Input data section start

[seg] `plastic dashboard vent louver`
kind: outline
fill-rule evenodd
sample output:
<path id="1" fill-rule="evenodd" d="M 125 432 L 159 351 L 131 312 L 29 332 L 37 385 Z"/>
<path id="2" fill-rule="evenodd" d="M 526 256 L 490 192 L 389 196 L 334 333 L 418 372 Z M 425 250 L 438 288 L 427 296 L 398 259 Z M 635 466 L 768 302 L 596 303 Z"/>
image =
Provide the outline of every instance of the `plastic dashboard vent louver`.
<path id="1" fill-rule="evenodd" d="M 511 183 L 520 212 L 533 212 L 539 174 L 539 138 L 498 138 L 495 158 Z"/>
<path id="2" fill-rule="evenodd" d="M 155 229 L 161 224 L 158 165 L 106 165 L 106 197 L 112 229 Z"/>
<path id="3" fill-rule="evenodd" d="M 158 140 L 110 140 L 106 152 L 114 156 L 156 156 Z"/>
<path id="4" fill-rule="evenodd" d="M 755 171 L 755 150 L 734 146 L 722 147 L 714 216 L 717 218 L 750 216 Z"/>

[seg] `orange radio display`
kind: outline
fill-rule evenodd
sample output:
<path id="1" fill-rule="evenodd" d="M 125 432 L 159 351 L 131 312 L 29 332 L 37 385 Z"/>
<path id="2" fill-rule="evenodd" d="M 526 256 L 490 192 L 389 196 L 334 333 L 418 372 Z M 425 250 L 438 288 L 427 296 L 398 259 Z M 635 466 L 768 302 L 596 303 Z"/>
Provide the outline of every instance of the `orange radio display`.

Input data section end

• Task objective:
I'd like every record written out exactly as given.

• Solution for this task:
[seg] `plastic dashboard vent louver`
kind: outline
fill-rule evenodd
sample output:
<path id="1" fill-rule="evenodd" d="M 125 432 L 159 351 L 131 312 L 29 332 L 37 385 Z"/>
<path id="2" fill-rule="evenodd" d="M 526 256 L 490 192 L 389 196 L 334 333 L 418 372 Z M 425 250 L 438 288 L 427 296 L 398 259 Z M 635 466 L 768 302 L 596 303 Z"/>
image =
Provide the outline of every instance of the `plastic dashboard vent louver`.
<path id="1" fill-rule="evenodd" d="M 511 183 L 520 212 L 533 212 L 539 174 L 539 138 L 498 138 L 495 158 Z"/>
<path id="2" fill-rule="evenodd" d="M 155 229 L 161 224 L 158 165 L 106 165 L 106 197 L 112 229 Z"/>
<path id="3" fill-rule="evenodd" d="M 158 140 L 110 140 L 106 152 L 114 156 L 156 156 Z"/>
<path id="4" fill-rule="evenodd" d="M 755 171 L 755 150 L 734 146 L 722 147 L 714 216 L 717 218 L 750 216 Z"/>

[seg] `orange radio display`
kind: outline
fill-rule evenodd
sample output:
<path id="1" fill-rule="evenodd" d="M 125 432 L 159 351 L 131 312 L 29 332 L 37 385 Z"/>
<path id="2" fill-rule="evenodd" d="M 526 256 L 490 192 L 389 196 L 334 333 L 418 372 Z M 425 250 L 438 288 L 427 296 L 398 259 Z M 635 466 L 768 302 L 596 303 Z"/>
Provide the outline of every instance of the `orange radio display`.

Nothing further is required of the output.